What is being asked
Once the line with "pixel 20 223" is found in the entries below, repeat it and each following line exactly, up to and including the line with "One point lands on every instance of the dark". Add no other lines.
═══ The input
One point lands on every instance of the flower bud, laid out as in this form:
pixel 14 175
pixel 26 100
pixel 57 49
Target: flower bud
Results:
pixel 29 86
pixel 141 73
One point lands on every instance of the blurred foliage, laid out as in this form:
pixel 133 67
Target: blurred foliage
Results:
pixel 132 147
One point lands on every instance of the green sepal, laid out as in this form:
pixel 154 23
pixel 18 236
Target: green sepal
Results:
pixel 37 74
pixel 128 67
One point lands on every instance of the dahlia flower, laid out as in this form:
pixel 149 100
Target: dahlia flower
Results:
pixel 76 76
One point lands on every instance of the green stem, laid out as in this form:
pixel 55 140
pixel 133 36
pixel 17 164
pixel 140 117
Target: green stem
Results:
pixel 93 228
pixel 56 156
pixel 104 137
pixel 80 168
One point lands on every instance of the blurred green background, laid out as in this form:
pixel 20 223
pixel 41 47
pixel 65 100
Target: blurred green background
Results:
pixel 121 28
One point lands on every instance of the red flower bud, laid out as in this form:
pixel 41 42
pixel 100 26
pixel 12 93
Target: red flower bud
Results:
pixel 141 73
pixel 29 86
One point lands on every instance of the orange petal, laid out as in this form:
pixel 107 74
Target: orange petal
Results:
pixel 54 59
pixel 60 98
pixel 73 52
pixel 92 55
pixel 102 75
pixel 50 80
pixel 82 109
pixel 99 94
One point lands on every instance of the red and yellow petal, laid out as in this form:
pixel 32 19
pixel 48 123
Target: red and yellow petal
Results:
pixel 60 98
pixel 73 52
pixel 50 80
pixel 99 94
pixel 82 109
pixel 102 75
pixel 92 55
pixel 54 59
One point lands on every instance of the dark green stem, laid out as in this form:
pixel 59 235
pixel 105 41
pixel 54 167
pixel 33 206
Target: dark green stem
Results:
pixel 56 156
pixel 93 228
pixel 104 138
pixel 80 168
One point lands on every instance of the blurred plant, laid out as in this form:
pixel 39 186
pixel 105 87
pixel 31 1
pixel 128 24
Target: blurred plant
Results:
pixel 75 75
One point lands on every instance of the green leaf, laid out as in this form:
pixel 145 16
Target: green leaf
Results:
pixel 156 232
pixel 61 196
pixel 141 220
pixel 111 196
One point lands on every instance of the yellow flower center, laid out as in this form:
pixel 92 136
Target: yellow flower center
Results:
══════
Response to the task
pixel 20 223
pixel 41 47
pixel 65 100
Target: blurred green background
Results:
pixel 121 28
One point lands on every instance of the red flower bud, laid out as in this form:
pixel 41 42
pixel 100 26
pixel 12 93
Target: red flower bud
Results:
pixel 141 73
pixel 29 86
One point lands on every instance of the orange petal, laid out as in this form:
pixel 107 74
Target: orange petal
Results:
pixel 54 59
pixel 60 98
pixel 73 52
pixel 92 55
pixel 102 75
pixel 50 80
pixel 82 109
pixel 99 94
One point lands on every instance of the red and yellow petal, laid out as in this form:
pixel 32 19
pixel 48 123
Target: red and yellow petal
Results:
pixel 60 98
pixel 73 52
pixel 50 80
pixel 99 94
pixel 82 109
pixel 102 75
pixel 92 55
pixel 54 59
One point lands on every instance of the dark green stem, laid out as in this form:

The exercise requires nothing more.